| Instructions for the task |
Report each line of the records below that uses the word "hull".

| Entries provided |
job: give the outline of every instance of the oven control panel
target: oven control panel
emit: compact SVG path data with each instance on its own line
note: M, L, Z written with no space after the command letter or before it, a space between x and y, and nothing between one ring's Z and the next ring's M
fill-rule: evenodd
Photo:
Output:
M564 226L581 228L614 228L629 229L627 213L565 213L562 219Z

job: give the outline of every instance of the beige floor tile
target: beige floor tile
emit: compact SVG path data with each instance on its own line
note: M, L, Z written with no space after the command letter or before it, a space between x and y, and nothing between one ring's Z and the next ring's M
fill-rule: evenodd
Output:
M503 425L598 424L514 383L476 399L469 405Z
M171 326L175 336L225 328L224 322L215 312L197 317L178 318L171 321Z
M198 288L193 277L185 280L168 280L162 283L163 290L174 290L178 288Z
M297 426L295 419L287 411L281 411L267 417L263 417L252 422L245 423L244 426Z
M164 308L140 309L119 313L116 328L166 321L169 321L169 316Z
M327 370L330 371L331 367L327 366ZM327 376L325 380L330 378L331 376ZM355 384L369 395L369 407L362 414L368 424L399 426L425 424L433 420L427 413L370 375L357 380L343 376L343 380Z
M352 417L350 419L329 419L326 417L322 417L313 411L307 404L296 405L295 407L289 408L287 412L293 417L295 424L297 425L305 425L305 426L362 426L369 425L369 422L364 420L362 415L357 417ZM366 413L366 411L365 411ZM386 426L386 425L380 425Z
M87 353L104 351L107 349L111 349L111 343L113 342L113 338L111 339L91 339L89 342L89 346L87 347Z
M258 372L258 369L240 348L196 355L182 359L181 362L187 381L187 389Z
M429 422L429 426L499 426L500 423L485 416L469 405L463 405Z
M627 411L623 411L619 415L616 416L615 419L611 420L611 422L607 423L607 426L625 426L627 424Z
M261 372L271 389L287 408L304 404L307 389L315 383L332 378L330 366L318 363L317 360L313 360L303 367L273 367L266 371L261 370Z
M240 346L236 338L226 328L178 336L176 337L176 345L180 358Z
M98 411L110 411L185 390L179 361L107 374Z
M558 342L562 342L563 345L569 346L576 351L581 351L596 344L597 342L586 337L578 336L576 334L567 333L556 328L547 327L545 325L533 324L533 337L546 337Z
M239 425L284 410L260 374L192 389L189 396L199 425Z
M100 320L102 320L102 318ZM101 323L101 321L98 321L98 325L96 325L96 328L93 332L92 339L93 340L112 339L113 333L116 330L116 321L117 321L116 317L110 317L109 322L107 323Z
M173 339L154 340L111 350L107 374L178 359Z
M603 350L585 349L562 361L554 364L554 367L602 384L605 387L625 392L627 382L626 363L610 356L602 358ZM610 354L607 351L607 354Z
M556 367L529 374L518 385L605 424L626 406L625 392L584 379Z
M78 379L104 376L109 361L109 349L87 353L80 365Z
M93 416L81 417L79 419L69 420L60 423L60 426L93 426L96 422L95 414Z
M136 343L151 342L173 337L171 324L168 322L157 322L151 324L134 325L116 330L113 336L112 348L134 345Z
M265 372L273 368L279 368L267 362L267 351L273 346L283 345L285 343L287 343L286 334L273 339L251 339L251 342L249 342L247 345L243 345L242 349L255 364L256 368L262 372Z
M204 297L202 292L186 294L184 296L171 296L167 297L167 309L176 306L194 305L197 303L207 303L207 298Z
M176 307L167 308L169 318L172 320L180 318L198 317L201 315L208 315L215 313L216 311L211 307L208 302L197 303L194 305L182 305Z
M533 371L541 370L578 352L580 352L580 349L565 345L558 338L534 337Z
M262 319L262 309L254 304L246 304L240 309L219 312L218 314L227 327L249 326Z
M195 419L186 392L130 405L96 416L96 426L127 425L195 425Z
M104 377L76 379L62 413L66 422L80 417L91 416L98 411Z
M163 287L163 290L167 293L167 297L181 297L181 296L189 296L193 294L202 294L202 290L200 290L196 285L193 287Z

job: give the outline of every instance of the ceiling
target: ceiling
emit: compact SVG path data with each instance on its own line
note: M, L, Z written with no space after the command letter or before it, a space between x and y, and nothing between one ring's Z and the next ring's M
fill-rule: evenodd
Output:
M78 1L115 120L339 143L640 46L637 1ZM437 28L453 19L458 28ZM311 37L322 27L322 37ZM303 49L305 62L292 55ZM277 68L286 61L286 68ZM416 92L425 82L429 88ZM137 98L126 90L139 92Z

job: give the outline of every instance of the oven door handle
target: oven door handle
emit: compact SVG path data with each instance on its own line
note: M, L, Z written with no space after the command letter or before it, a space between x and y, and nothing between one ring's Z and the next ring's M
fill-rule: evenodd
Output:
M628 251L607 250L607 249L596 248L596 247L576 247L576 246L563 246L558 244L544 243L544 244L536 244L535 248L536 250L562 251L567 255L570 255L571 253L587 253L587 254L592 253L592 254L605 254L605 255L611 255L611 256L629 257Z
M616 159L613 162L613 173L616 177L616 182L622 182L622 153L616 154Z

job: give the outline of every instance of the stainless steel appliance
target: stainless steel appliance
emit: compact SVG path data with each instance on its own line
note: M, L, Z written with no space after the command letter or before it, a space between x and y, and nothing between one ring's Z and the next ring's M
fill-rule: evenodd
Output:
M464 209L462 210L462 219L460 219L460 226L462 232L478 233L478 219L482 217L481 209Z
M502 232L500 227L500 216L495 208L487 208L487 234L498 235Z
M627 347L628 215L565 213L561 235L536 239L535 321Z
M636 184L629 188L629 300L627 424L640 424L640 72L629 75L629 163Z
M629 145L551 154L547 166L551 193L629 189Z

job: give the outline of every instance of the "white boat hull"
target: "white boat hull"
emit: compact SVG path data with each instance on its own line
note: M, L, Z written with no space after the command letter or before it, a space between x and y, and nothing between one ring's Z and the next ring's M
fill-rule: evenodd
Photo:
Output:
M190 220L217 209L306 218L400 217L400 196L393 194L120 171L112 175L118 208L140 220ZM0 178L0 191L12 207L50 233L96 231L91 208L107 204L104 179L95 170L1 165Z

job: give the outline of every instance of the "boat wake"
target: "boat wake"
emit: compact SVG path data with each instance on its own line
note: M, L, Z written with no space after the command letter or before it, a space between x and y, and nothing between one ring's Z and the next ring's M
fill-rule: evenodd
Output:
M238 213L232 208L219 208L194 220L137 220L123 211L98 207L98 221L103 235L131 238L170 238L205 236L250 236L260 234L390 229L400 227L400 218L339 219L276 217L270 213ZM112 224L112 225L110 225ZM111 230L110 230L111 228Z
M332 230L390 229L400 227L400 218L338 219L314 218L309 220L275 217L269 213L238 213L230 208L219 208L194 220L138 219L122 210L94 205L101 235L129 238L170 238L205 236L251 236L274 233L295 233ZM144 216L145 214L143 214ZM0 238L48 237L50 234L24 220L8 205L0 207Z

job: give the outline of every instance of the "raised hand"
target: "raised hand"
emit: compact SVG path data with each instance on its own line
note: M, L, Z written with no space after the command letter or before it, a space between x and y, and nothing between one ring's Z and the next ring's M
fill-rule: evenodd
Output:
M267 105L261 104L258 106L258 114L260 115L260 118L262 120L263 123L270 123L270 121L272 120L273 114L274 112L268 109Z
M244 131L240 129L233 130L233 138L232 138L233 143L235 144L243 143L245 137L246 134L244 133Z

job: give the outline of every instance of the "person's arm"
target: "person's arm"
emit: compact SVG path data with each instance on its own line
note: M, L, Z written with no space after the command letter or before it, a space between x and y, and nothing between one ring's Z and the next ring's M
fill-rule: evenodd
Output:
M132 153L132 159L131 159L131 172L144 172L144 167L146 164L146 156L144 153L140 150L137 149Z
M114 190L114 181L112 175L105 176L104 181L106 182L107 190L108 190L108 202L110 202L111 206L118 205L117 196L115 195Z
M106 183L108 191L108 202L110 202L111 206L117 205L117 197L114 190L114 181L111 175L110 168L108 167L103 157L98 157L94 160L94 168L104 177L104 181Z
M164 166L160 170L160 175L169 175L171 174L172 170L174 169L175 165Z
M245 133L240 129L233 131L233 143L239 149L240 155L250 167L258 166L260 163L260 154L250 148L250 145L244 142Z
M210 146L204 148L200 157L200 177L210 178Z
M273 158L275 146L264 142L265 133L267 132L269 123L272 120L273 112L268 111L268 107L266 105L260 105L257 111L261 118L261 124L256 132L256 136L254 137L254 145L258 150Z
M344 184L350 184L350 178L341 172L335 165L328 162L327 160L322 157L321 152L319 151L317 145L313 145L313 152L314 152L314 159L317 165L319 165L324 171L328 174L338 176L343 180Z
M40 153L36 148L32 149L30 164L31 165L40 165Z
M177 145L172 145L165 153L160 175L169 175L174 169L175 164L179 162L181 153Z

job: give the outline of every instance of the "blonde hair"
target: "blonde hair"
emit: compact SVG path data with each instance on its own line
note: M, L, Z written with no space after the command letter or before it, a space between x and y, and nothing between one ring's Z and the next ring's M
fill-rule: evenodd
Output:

| Exercise response |
job: give the outline of every instance of the "white boat hull"
target: "white boat hull"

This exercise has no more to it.